CHALLENGE: Quote everything from the start of the records down through the line that contains "[[480, 442], [317, 83]]", with both ends included. Leave the pictures out of your answer.

##### MATERIAL FOR THE TASK #####

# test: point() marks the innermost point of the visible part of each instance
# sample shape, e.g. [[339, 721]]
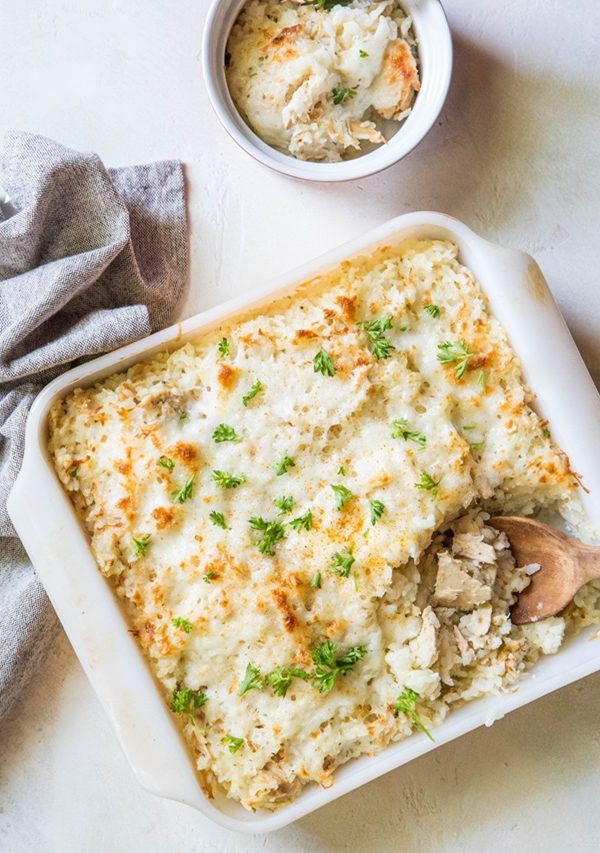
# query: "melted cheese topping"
[[480, 442], [317, 83]]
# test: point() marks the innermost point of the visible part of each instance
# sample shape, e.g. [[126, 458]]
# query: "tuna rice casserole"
[[293, 509], [319, 79]]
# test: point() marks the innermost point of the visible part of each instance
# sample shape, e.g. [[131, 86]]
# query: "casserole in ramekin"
[[435, 64]]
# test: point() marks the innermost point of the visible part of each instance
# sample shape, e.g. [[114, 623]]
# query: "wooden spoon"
[[566, 565]]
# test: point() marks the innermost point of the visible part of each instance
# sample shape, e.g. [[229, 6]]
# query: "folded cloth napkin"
[[90, 259]]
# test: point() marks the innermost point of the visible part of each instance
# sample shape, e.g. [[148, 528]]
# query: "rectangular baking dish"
[[92, 617]]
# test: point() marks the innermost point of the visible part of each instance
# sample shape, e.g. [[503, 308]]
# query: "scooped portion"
[[318, 79]]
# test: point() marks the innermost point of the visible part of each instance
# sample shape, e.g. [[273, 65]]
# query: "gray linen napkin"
[[90, 259]]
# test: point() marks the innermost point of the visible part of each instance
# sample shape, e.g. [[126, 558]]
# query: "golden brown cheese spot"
[[348, 306], [126, 506], [184, 453], [226, 375]]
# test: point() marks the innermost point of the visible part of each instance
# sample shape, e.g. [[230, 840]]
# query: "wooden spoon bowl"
[[565, 566]]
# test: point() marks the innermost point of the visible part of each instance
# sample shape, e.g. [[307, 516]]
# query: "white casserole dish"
[[91, 614], [435, 63]]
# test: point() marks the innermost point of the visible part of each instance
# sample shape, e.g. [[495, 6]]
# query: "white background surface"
[[516, 156]]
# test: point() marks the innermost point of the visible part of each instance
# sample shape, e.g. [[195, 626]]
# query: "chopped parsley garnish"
[[302, 522], [283, 464], [342, 495], [284, 504], [428, 484], [272, 533], [455, 351], [252, 680], [341, 563], [329, 664], [233, 743], [377, 510], [340, 93], [281, 678], [315, 581], [165, 462], [379, 345], [255, 389], [224, 432], [323, 364], [399, 430], [183, 494], [226, 480], [186, 701], [140, 544], [218, 519], [406, 703]]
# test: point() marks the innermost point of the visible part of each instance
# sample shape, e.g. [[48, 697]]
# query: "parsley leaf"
[[224, 432], [226, 480], [341, 563], [140, 544], [272, 533], [303, 522], [398, 430], [406, 703], [252, 680], [255, 389], [186, 701], [377, 510], [281, 678], [284, 504], [428, 484], [283, 464], [340, 93], [323, 364], [183, 494], [218, 519], [328, 665], [457, 351], [342, 495], [379, 345], [233, 743], [165, 462]]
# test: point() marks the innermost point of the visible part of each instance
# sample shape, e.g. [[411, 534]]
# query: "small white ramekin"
[[435, 60]]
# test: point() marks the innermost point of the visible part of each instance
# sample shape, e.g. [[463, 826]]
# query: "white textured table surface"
[[515, 154]]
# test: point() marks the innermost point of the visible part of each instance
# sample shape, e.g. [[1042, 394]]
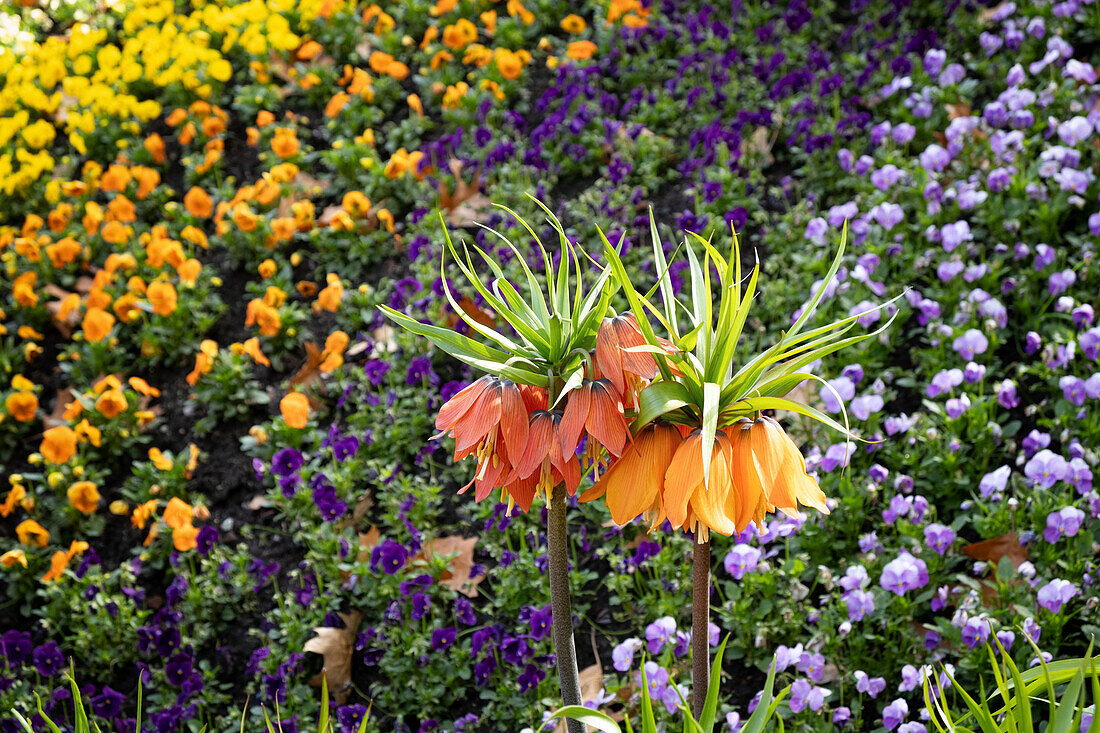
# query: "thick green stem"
[[561, 605], [700, 625]]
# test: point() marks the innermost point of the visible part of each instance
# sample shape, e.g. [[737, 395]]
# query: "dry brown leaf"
[[471, 210], [465, 204], [65, 395], [992, 550], [310, 371], [458, 577], [336, 646]]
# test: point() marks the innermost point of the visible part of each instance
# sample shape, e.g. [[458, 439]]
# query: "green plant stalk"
[[700, 625], [561, 606]]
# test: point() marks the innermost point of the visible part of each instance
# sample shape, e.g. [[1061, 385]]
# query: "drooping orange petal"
[[794, 484], [539, 442], [523, 491], [765, 438], [483, 416], [746, 474], [605, 422], [639, 474], [458, 405], [683, 474], [608, 356], [708, 502], [578, 406], [514, 420]]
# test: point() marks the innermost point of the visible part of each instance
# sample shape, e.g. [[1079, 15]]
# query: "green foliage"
[[1009, 709]]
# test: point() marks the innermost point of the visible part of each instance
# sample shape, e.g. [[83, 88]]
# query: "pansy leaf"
[[659, 398]]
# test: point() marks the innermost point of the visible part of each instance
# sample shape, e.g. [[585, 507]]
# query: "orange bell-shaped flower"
[[635, 483]]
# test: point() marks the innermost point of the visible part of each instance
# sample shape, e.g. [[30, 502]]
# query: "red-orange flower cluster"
[[526, 447]]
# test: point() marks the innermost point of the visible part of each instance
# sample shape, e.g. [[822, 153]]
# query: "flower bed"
[[220, 463]]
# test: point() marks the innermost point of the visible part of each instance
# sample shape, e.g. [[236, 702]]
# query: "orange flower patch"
[[21, 406], [17, 494], [198, 203], [142, 386], [263, 315], [188, 271], [63, 251], [111, 403], [329, 297], [61, 560], [204, 360], [97, 324], [581, 50], [155, 146], [162, 296], [461, 33], [285, 143], [22, 290], [337, 104], [295, 408], [573, 23], [251, 347], [332, 357], [12, 557], [88, 433], [508, 63]]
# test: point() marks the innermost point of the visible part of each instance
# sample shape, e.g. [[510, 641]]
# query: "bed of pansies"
[[219, 461]]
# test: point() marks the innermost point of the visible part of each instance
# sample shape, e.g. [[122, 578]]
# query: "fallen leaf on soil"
[[992, 550], [458, 577], [310, 371], [465, 205], [65, 395], [66, 326], [336, 646]]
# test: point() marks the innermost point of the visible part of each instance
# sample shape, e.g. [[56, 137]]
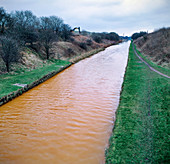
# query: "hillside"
[[63, 50], [156, 46]]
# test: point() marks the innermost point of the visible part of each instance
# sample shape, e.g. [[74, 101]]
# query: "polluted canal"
[[69, 118]]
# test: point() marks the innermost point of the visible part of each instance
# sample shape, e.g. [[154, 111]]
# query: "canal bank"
[[141, 130], [68, 118], [13, 86]]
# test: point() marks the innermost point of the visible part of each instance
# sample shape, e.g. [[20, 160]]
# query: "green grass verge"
[[141, 131], [26, 76], [164, 70]]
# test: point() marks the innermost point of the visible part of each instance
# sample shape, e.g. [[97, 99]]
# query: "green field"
[[141, 131], [27, 77]]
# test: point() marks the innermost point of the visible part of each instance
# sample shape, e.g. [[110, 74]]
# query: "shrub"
[[83, 45]]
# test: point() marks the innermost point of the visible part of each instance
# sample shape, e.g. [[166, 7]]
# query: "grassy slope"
[[141, 129], [154, 65], [27, 77]]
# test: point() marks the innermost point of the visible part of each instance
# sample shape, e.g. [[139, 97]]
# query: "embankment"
[[141, 130], [35, 77]]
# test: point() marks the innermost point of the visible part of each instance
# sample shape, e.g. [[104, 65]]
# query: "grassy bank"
[[24, 76], [141, 130], [154, 65], [27, 77]]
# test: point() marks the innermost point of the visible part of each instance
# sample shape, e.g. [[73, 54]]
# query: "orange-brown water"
[[67, 119]]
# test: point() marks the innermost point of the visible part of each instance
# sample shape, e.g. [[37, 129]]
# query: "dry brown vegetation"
[[156, 46]]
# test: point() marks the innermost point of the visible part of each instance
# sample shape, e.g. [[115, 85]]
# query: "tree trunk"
[[7, 66], [47, 52]]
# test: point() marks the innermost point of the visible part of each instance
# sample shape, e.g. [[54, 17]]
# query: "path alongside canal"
[[69, 118], [141, 132]]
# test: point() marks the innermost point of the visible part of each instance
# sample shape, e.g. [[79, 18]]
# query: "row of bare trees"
[[23, 28]]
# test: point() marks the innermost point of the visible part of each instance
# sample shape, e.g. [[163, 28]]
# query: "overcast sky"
[[121, 16]]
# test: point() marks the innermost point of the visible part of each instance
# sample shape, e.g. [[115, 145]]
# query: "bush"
[[89, 42], [83, 45]]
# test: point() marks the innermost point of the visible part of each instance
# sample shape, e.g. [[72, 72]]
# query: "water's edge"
[[19, 92]]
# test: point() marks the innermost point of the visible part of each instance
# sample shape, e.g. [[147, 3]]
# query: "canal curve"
[[69, 118]]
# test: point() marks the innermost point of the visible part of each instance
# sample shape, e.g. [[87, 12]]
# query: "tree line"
[[22, 28]]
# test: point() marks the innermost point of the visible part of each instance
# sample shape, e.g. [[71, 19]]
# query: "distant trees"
[[25, 29], [8, 51], [109, 36], [137, 35]]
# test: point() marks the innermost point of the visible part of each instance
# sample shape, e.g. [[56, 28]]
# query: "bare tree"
[[47, 38], [25, 26], [8, 51], [66, 32], [56, 24], [5, 20]]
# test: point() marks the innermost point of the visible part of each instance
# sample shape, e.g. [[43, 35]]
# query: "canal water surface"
[[69, 118]]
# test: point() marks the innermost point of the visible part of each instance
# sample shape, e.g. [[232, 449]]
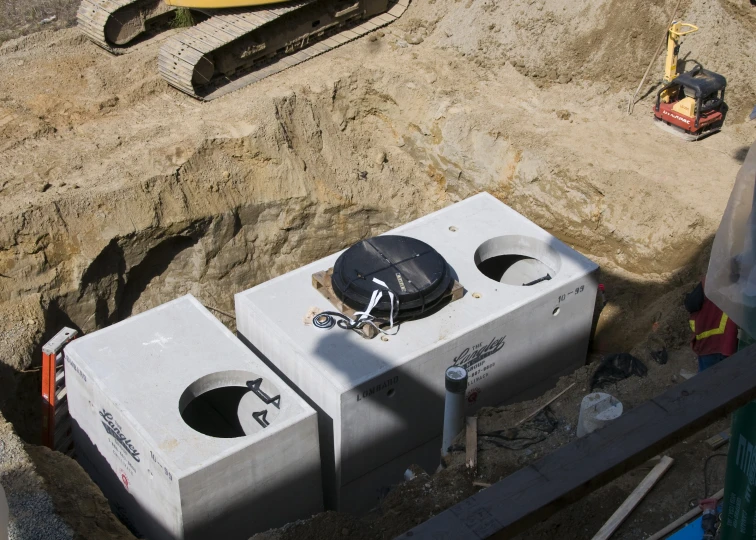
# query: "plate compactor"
[[690, 104]]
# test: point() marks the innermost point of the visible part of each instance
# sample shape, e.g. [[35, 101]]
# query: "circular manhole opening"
[[517, 260], [230, 404]]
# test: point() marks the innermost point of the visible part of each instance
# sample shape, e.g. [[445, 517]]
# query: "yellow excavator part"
[[686, 106], [674, 39], [218, 4]]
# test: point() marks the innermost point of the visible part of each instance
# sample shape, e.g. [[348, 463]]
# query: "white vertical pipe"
[[454, 406]]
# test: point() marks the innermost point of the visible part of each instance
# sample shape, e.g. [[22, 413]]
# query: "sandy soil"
[[118, 193]]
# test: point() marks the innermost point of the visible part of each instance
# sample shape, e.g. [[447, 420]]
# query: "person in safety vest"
[[715, 336]]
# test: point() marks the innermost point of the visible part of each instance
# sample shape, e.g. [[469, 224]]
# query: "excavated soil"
[[118, 193]]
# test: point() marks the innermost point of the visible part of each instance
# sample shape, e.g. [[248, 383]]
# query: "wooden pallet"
[[322, 283]]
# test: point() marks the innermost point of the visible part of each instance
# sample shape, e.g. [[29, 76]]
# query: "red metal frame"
[[53, 383], [684, 122]]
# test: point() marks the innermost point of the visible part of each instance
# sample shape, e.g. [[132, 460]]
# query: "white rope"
[[374, 299]]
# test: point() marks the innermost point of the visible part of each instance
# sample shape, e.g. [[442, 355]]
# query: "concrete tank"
[[380, 401], [186, 431]]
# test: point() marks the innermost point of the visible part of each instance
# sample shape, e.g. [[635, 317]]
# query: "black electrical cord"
[[329, 319]]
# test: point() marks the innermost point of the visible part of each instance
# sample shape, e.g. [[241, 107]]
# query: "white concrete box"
[[380, 400], [186, 431]]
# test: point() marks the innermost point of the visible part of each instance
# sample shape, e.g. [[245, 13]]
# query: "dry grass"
[[21, 17]]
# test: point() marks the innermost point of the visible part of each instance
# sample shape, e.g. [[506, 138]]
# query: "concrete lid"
[[146, 362], [457, 232]]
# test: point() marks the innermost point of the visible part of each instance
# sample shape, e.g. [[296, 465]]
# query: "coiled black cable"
[[329, 319]]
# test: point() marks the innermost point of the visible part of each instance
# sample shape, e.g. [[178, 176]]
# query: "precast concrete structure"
[[186, 431], [525, 320]]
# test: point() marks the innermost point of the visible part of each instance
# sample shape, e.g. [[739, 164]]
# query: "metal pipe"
[[454, 406]]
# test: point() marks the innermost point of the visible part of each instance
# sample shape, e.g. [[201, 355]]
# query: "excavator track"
[[239, 47], [112, 24]]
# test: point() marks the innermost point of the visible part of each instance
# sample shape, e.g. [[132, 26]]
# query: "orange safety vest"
[[713, 331]]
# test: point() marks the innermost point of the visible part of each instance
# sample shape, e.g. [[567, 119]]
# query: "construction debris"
[[635, 497]]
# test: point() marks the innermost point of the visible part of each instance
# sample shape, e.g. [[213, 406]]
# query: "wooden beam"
[[635, 497], [537, 491], [679, 522], [471, 443]]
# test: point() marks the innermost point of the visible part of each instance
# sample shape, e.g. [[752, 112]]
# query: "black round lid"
[[415, 272]]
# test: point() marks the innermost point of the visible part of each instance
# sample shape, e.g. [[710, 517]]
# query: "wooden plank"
[[679, 522], [534, 493], [632, 501], [542, 407], [471, 443]]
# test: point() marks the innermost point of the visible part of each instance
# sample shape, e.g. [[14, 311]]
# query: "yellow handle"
[[682, 29]]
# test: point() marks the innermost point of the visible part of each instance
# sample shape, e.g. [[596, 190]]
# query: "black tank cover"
[[415, 272]]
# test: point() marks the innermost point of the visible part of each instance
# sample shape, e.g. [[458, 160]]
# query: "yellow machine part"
[[686, 106], [217, 4], [676, 32]]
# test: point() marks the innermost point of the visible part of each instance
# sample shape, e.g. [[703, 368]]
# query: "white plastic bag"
[[731, 277]]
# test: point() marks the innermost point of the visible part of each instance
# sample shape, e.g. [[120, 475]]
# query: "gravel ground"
[[32, 516]]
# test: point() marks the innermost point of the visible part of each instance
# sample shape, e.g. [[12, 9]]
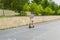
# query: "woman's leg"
[[33, 23]]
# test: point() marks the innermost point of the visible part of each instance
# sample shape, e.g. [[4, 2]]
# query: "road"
[[42, 31]]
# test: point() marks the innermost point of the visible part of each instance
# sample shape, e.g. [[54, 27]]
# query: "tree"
[[48, 11], [33, 6], [58, 12], [26, 7]]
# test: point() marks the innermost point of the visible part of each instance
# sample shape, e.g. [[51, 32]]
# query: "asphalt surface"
[[42, 31]]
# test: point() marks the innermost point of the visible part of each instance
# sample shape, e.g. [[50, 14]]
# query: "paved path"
[[42, 31]]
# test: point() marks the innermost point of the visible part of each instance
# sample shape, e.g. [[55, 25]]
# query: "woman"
[[32, 20]]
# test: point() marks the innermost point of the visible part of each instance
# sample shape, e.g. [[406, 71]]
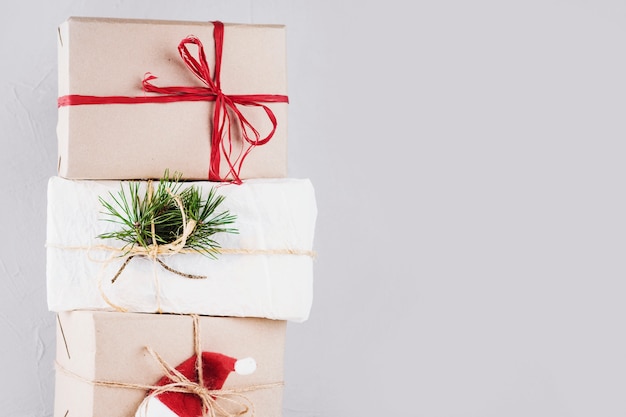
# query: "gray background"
[[468, 164]]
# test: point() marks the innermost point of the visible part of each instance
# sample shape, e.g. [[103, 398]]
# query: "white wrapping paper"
[[273, 216]]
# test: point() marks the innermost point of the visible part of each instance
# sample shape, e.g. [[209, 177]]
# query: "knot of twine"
[[154, 250], [224, 402]]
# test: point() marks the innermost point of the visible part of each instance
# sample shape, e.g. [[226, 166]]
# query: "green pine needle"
[[135, 215]]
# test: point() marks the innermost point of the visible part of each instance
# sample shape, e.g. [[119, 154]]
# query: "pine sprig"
[[136, 214]]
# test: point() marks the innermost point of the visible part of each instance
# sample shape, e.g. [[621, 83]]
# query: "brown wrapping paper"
[[109, 346], [109, 57]]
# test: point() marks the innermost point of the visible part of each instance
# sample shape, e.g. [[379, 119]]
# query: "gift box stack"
[[177, 247]]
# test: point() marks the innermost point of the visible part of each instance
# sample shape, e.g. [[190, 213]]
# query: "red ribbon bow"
[[225, 110]]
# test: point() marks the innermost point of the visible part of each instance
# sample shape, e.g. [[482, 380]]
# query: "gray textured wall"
[[468, 159]]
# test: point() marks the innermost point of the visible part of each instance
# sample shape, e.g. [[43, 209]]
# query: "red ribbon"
[[225, 112]]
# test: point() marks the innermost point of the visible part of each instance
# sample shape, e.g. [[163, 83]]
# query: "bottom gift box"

#####

TASK RESULT:
# test: point() marks the innermost point of the visible part of each instance
# sample shape, e.g. [[339, 721]]
# query: "melted cheese topping"
[[480, 442], [317, 83]]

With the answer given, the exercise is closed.